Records
* * * * * * *
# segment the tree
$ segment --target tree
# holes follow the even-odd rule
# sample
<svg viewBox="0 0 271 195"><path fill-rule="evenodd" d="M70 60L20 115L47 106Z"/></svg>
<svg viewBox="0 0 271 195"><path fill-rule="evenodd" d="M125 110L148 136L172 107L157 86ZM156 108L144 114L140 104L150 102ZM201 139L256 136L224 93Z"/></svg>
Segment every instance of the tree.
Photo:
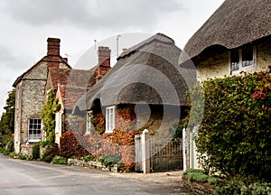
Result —
<svg viewBox="0 0 271 195"><path fill-rule="evenodd" d="M43 131L46 133L46 140L54 142L55 114L60 110L61 105L58 99L53 98L53 91L50 89L47 93L47 102L43 106L41 116L42 118Z"/></svg>

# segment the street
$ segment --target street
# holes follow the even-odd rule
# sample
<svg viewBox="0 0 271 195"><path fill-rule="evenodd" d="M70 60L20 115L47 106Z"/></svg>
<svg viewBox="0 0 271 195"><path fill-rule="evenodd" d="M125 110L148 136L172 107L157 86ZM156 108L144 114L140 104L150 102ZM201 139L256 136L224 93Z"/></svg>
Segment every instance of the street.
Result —
<svg viewBox="0 0 271 195"><path fill-rule="evenodd" d="M144 175L129 174L10 159L0 153L1 195L185 194L178 183L138 180Z"/></svg>

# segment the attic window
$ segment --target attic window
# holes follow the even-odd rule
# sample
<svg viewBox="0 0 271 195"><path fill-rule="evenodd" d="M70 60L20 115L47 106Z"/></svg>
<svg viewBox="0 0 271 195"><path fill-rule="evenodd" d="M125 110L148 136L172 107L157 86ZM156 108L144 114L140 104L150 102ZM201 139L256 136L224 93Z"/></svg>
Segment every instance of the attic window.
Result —
<svg viewBox="0 0 271 195"><path fill-rule="evenodd" d="M92 110L89 111L87 113L87 130L86 130L86 135L90 134L90 129L91 129L91 117L93 116L93 112Z"/></svg>
<svg viewBox="0 0 271 195"><path fill-rule="evenodd" d="M115 107L106 108L106 133L113 133L115 128Z"/></svg>
<svg viewBox="0 0 271 195"><path fill-rule="evenodd" d="M230 51L230 73L238 73L256 67L256 48L252 44Z"/></svg>

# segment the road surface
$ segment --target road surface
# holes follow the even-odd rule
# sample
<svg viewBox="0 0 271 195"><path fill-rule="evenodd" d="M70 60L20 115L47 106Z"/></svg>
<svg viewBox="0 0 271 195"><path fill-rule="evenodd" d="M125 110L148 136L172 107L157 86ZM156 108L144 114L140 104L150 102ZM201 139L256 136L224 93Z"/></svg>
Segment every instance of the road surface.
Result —
<svg viewBox="0 0 271 195"><path fill-rule="evenodd" d="M1 195L185 194L178 183L138 180L143 174L136 174L133 178L129 173L21 161L0 153Z"/></svg>

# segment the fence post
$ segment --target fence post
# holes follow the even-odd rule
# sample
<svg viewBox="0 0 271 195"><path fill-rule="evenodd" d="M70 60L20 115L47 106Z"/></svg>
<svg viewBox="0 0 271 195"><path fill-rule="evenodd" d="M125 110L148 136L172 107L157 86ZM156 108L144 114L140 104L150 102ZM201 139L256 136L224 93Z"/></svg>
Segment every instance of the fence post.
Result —
<svg viewBox="0 0 271 195"><path fill-rule="evenodd" d="M142 168L144 173L151 172L149 131L145 129L142 133Z"/></svg>
<svg viewBox="0 0 271 195"><path fill-rule="evenodd" d="M136 135L135 136L135 153L136 153L136 172L142 170L142 148L141 148L141 135Z"/></svg>

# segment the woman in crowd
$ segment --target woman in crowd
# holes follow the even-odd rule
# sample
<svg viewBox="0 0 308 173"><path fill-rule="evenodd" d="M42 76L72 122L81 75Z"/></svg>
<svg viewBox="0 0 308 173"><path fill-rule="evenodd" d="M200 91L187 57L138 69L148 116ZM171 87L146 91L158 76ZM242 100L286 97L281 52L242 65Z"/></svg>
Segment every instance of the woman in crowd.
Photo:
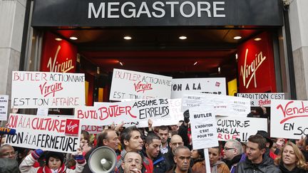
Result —
<svg viewBox="0 0 308 173"><path fill-rule="evenodd" d="M220 149L219 147L208 149L210 165L212 173L230 173L230 169L227 164L219 160Z"/></svg>
<svg viewBox="0 0 308 173"><path fill-rule="evenodd" d="M19 165L21 173L78 173L82 172L86 164L86 160L83 156L78 155L76 159L77 164L75 170L67 168L64 163L63 153L48 152L45 156L46 165L41 167L32 167L36 161L43 153L43 150L38 149L26 157Z"/></svg>
<svg viewBox="0 0 308 173"><path fill-rule="evenodd" d="M308 166L302 152L296 145L288 142L282 148L275 164L282 173L306 173Z"/></svg>
<svg viewBox="0 0 308 173"><path fill-rule="evenodd" d="M192 150L191 158L192 159L193 165L192 170L194 173L205 172L205 162L204 158L203 149Z"/></svg>

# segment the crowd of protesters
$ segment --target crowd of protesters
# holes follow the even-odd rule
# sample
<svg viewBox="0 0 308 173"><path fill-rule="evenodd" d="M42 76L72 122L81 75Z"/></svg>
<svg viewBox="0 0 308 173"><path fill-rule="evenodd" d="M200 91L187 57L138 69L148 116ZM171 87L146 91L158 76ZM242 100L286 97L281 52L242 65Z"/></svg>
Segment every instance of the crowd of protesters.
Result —
<svg viewBox="0 0 308 173"><path fill-rule="evenodd" d="M259 130L247 142L230 139L208 148L209 158L203 150L192 150L189 112L178 125L148 127L123 127L123 123L105 127L93 135L81 134L81 146L75 154L0 147L0 172L92 172L89 156L98 147L107 146L115 151L115 167L112 172L202 173L206 160L212 173L308 172L308 139L272 139Z"/></svg>

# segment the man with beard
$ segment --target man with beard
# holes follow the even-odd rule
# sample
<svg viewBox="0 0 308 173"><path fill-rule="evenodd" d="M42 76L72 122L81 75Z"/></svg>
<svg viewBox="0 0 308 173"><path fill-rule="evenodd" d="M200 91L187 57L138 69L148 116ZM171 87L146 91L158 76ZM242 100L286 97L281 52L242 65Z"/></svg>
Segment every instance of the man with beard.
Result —
<svg viewBox="0 0 308 173"><path fill-rule="evenodd" d="M160 152L161 140L155 134L149 134L145 137L145 144L143 153L153 162L154 172L165 173L168 169L165 157Z"/></svg>
<svg viewBox="0 0 308 173"><path fill-rule="evenodd" d="M235 173L236 166L243 156L242 144L236 140L232 139L227 141L224 147L224 159L231 173Z"/></svg>

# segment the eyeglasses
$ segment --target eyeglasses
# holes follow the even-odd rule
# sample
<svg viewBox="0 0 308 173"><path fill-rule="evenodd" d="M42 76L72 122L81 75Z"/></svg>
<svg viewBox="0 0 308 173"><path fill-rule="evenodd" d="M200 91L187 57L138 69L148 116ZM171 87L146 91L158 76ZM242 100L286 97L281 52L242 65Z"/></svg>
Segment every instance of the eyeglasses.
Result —
<svg viewBox="0 0 308 173"><path fill-rule="evenodd" d="M235 149L235 148L224 147L224 150L232 150L232 149Z"/></svg>

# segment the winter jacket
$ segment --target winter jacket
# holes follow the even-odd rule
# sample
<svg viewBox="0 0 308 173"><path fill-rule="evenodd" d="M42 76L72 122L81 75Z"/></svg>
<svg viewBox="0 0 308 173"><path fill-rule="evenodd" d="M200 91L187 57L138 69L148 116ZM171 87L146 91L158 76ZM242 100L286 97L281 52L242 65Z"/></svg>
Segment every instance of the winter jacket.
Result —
* * * * * * *
## Exercise brief
Please set down everything from the line containing "# segment the fence post" down to the line containing "150L191 158L192 159L193", both included, exactly as they appear. Leave the pictures out of your answer.

## Result below
# segment the fence post
$ segment --target fence post
# holes follow the even-odd rule
# sample
<svg viewBox="0 0 271 195"><path fill-rule="evenodd" d="M70 60L20 115L47 106Z"/></svg>
<svg viewBox="0 0 271 195"><path fill-rule="evenodd" d="M125 110L148 136L172 107L157 86ZM156 108L144 114L140 104L150 102ZM201 139L256 136L224 93Z"/></svg>
Segment every instance of the fence post.
Result —
<svg viewBox="0 0 271 195"><path fill-rule="evenodd" d="M142 168L144 173L151 172L149 131L145 129L142 133Z"/></svg>
<svg viewBox="0 0 271 195"><path fill-rule="evenodd" d="M136 135L135 136L135 153L136 153L136 172L142 170L142 148L141 148L141 135Z"/></svg>

# segment the woman in crowd
$ segment --target woman in crowd
# holes follow the even-odd rule
# sample
<svg viewBox="0 0 308 173"><path fill-rule="evenodd" d="M42 76L72 122L81 75Z"/></svg>
<svg viewBox="0 0 308 173"><path fill-rule="evenodd" d="M200 91L187 57L138 69L148 116ZM171 87L146 91L158 76ZM242 100L286 97L281 52L242 65Z"/></svg>
Segment every instance of the woman in crowd.
Photo:
Result —
<svg viewBox="0 0 308 173"><path fill-rule="evenodd" d="M220 149L219 147L208 149L210 165L212 173L230 173L230 169L227 164L219 160Z"/></svg>
<svg viewBox="0 0 308 173"><path fill-rule="evenodd" d="M19 165L21 173L78 173L82 172L86 164L86 160L83 156L78 155L76 159L77 164L75 170L67 168L64 163L63 153L48 152L45 156L46 165L41 167L32 167L36 161L43 153L43 150L38 149L26 157Z"/></svg>
<svg viewBox="0 0 308 173"><path fill-rule="evenodd" d="M308 166L302 152L296 145L288 142L282 148L275 164L282 173L306 173Z"/></svg>
<svg viewBox="0 0 308 173"><path fill-rule="evenodd" d="M192 150L191 158L192 159L193 165L192 170L194 173L205 172L205 162L204 158L203 149Z"/></svg>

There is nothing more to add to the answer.